-------- Exercise material --------
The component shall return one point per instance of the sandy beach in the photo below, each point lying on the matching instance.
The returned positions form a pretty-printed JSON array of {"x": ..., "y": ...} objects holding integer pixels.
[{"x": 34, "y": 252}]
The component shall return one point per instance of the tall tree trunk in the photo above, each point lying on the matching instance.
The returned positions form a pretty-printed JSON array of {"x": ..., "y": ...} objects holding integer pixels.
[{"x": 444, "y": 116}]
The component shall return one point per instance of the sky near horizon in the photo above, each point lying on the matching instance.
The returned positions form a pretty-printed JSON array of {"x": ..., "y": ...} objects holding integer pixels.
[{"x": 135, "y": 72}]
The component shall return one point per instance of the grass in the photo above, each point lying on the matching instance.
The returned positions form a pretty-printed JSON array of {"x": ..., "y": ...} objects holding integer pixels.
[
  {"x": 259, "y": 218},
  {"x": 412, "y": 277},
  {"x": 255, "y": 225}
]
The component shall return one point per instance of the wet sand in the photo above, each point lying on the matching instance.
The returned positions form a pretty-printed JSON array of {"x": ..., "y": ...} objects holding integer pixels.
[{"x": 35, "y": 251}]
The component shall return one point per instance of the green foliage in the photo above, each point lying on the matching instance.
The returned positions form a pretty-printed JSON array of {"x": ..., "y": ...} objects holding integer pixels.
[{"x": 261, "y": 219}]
--------
-------- Exercise material --------
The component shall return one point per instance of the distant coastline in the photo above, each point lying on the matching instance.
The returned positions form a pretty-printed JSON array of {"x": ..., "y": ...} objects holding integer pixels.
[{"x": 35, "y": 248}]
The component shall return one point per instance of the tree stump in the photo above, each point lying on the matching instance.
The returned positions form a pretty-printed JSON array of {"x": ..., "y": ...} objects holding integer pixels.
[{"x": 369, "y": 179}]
--------
▶ **Task description**
Please return the lines above that run from the line containing "The component shall return one point per instance of the sandy" to the line containing "The component shall return one point per instance of the wet", inclusive, exactly and with no other lines.

▶ **Finished exercise**
The component shall return one point per instance of the sandy beach in the photo below, each point lying on the matching instance.
The returned positions form a pretty-printed JSON array of {"x": ..., "y": ...} objects holding integer pixels.
[{"x": 34, "y": 252}]
The component shall return one point per instance of the tall tree trunk in the photo above, each point lying on the matching instance.
The returned positions form a pretty-printed JSON array of {"x": ..., "y": ...} objects holding integer pixels.
[{"x": 444, "y": 116}]
The component shall return one point per instance of the sky near horizon in the photo above, each point lying on the matching instance.
The returned positions form a pretty-printed JSON array of {"x": ..., "y": ...} objects holding integer pixels.
[{"x": 135, "y": 72}]
The component shall return one point per instance of the grass in the photo above, each point lying on the matching instance.
The returned positions form a pretty-printed JSON array of {"x": ..., "y": ...} objects holding integer pixels.
[
  {"x": 259, "y": 218},
  {"x": 412, "y": 277},
  {"x": 255, "y": 225}
]
The component shall return one point per instance of the wet sand in the photo above, each point lying on the matching instance.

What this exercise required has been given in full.